● Excerpt from a dataset
══════

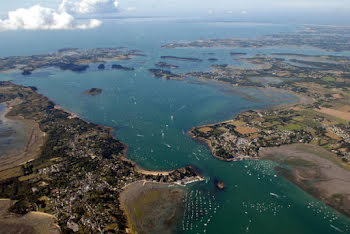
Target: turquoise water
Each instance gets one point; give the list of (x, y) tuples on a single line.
[(152, 117)]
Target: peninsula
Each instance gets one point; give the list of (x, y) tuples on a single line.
[(79, 171), (67, 59), (331, 38)]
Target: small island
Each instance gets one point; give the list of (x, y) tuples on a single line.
[(120, 67), (220, 184), (101, 66), (182, 58), (213, 59), (165, 74), (165, 65), (72, 59), (93, 91), (77, 174), (237, 53)]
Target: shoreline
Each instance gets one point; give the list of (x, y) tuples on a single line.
[(151, 206), (113, 160), (31, 150), (301, 100), (331, 190), (309, 168)]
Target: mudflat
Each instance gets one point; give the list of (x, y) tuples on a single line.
[(31, 223), (152, 207), (315, 170), (30, 151)]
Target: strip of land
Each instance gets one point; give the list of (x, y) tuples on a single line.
[(80, 170), (313, 169), (30, 151), (152, 207)]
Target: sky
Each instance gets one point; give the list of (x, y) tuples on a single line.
[(64, 14)]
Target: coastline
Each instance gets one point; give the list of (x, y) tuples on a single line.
[(120, 170), (301, 100), (31, 150), (308, 163), (152, 206), (311, 168)]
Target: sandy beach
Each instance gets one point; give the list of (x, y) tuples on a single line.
[(315, 170), (152, 207), (33, 222), (31, 149)]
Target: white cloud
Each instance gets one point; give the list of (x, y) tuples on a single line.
[(41, 18), (87, 6), (116, 4)]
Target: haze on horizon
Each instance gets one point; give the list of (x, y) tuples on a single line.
[(64, 14)]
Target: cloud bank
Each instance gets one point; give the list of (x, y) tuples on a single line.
[(87, 6), (42, 18)]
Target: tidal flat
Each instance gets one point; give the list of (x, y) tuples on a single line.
[(152, 207)]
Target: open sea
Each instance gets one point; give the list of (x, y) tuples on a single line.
[(152, 116)]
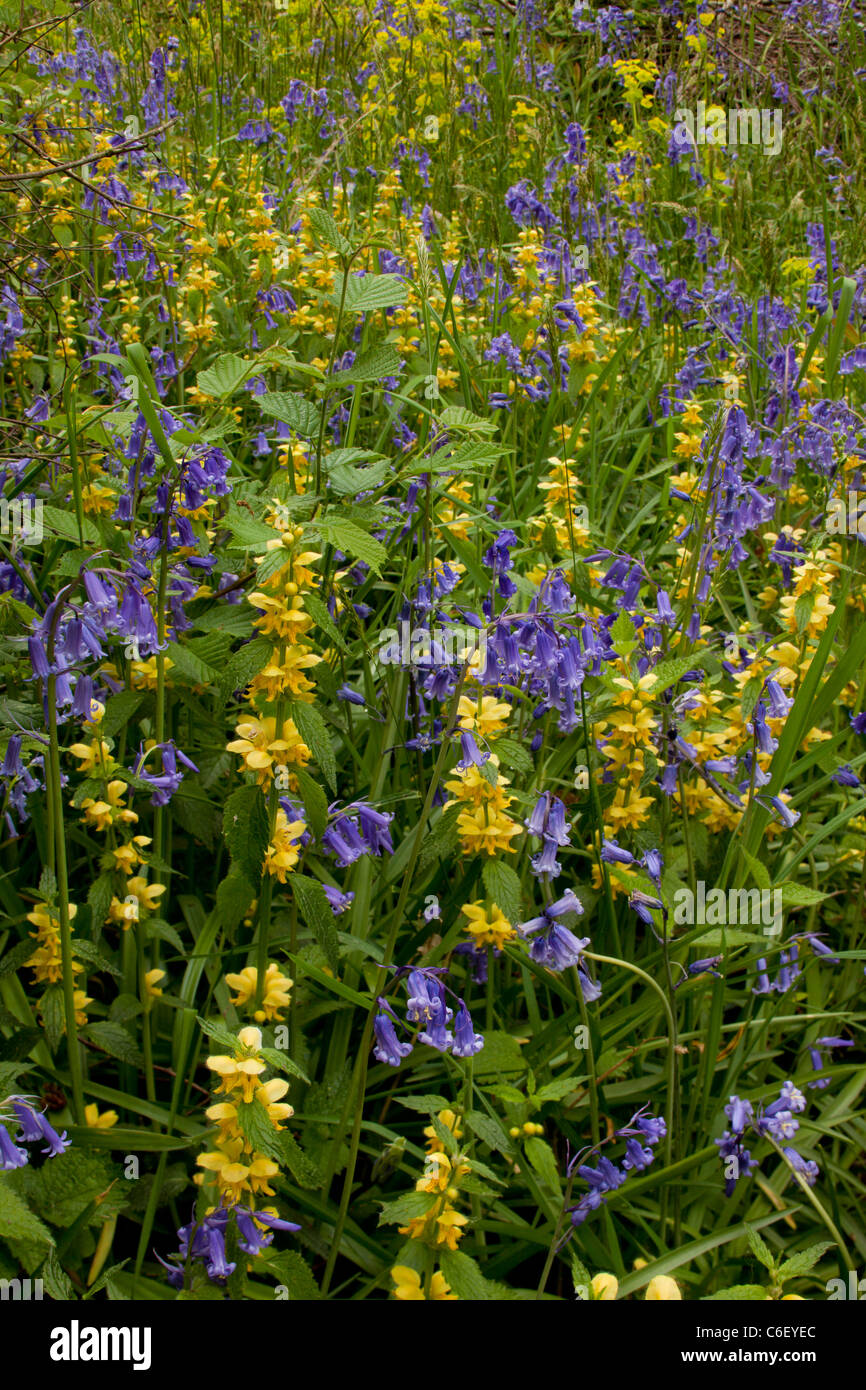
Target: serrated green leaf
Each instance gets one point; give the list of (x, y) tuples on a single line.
[(293, 410), (316, 911), (355, 542), (227, 373), (314, 733), (802, 1261), (245, 829), (380, 362), (503, 887), (114, 1040), (759, 1247), (369, 292)]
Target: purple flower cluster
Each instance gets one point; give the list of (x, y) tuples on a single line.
[(641, 1134), (29, 1127), (776, 1121), (205, 1240), (428, 1008)]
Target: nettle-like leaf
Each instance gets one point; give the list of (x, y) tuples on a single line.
[(245, 829)]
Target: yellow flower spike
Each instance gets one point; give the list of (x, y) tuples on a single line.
[(152, 980), (451, 1121), (605, 1287), (662, 1289), (407, 1285), (95, 1121), (488, 925)]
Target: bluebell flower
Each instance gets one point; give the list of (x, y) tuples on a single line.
[(388, 1048), (466, 1040)]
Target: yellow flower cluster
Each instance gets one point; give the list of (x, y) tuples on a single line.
[(441, 1223), (242, 1172), (483, 823), (488, 926), (46, 961), (275, 994)]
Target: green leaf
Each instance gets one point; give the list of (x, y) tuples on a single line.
[(369, 292), (489, 1130), (57, 1283), (350, 481), (541, 1157), (622, 635), (738, 1293), (371, 366), (501, 1057), (426, 1104), (114, 1040), (748, 699), (234, 900), (558, 1090), (220, 1034), (515, 756), (15, 958), (314, 733), (802, 1261), (99, 897), (406, 1207), (248, 534), (316, 911), (17, 1221), (85, 951), (503, 887), (293, 410), (245, 829), (327, 231), (323, 619), (314, 802), (245, 663), (53, 1015), (727, 937), (799, 895), (667, 673), (191, 669), (299, 1164), (64, 526), (280, 1062), (291, 1269), (759, 1247), (458, 417), (224, 375), (355, 542), (759, 872), (464, 1278)]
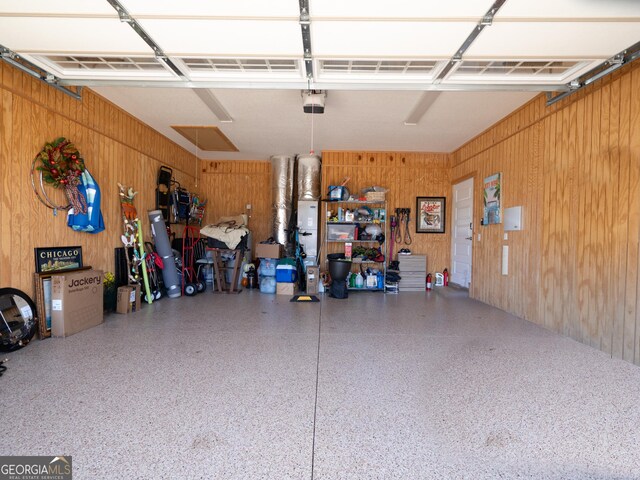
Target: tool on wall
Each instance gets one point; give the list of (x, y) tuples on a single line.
[(402, 227)]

══════

● GIVEN INSTRUCTION
Write out every line of the records above word for word, omitting the pictures.

● ANSWER TO THE EXERCISE
Target: turquoise water
Each instance gets one point; give the list of (x, y) tuples on a single line.
[(152, 117)]
Target: peninsula
Each instance gets one point; give the list of (x, y) tuples on a single line.
[(79, 171), (67, 59), (331, 38)]
Target: small island
Each instance gets one point; give the list of (x, y) tuples on a single line.
[(120, 67), (220, 184), (101, 66), (182, 58), (213, 59), (165, 74), (165, 65), (72, 59), (93, 91), (77, 174), (237, 53)]
Target: shoreline
Each instance gets one point; give the list of (x, y) tuples on a single line.
[(151, 206), (113, 160), (31, 150), (301, 100), (331, 190), (309, 168)]
Target: mudflat
Each instance gets one point; give the list of (x, y) tuples on a single line.
[(31, 223), (152, 207), (315, 170), (30, 151)]
Target: strip of land
Each instance gets one point; give the list of (x, y) tuples on a single line.
[(80, 170), (313, 169), (30, 151), (152, 207)]
Target: sky
Each instance gets one point; give the list of (x, y) tuples on a single line.
[(64, 14)]
Target: coastline
Each instance gets one point; give the list of (x, y) tuples on a single line.
[(120, 170), (301, 100), (31, 150), (308, 163), (152, 206), (311, 168)]
Target: sandy beach
Each instance gets one point; give the list of (x, y) tuples on a single line.
[(315, 170), (152, 207), (33, 222), (31, 149)]
Target: white cloud
Each instance gets one point; give the list of (x, y) tuples on a single line.
[(41, 18), (87, 6), (116, 4)]
Target: haze on horizon
Each instance gets one point; give the list of (x, y) tuples on a single line.
[(64, 14)]
Target: cloud bank
Each instance gets one point; give the list of (x, y) tuples on a single line.
[(87, 6), (42, 18)]
Target: tidal flat
Each instance gets one point; give the list of (x, y) tuples on a single line.
[(152, 207)]
Target: open sea
Each instance gets one point; give the list of (x, y) tuples on a single line.
[(152, 116)]
Target: serrated green leaf
Each instance gets one point; give the list of (x, y) tuples on a single line.
[(293, 410), (316, 911), (355, 542), (227, 373), (314, 733), (802, 1261), (245, 829), (380, 362), (503, 887), (114, 1040), (759, 1247), (369, 292)]
Target: purple flower cluster
Each instance gets one point; give the list of (x, y) tuples on a single line.
[(641, 1134), (29, 1127), (776, 1121), (205, 1240), (428, 1008)]
Target: nettle-like leaf
Each instance gets one point; give the list of (x, y) tuples on a single line.
[(245, 829)]
Target: yellow flower spike
Each instance gets one point; give the list of (x, y) tuples on a single line.
[(152, 980), (451, 1121), (605, 1287), (662, 1289), (407, 1285), (95, 1121), (488, 925)]
Target: bluebell flower
Each instance gets one point; give the list of (x, y) tuples on a single line.
[(388, 1048), (466, 1040)]
Target: yellow flower cluster
Each instance gets one point; give the list of (x, y) tuples on a single line.
[(441, 1223), (242, 1172), (483, 823), (488, 926), (46, 961), (275, 994)]
Target: green leaf
Each instance gets one point; give the list of (x, y) tuples on a single line.
[(369, 292), (489, 1130), (57, 1283), (350, 481), (541, 1157), (622, 635), (738, 1293), (371, 366), (501, 1057), (426, 1104), (114, 1040), (748, 699), (234, 900), (558, 1090), (220, 1034), (515, 756), (15, 958), (314, 733), (802, 1261), (99, 897), (406, 1207), (248, 534), (316, 911), (17, 1221), (85, 951), (503, 887), (293, 410), (245, 829), (327, 231), (323, 619), (314, 802), (245, 663), (53, 1015), (727, 937), (799, 895), (667, 673), (191, 669), (299, 1164), (64, 526), (280, 1062), (291, 1269), (759, 1247), (458, 417), (224, 375), (355, 542), (759, 872), (464, 1278)]
Target: tool on wall
Each instance gets one point; give the list of (x, y) tuples on a single line.
[(402, 227)]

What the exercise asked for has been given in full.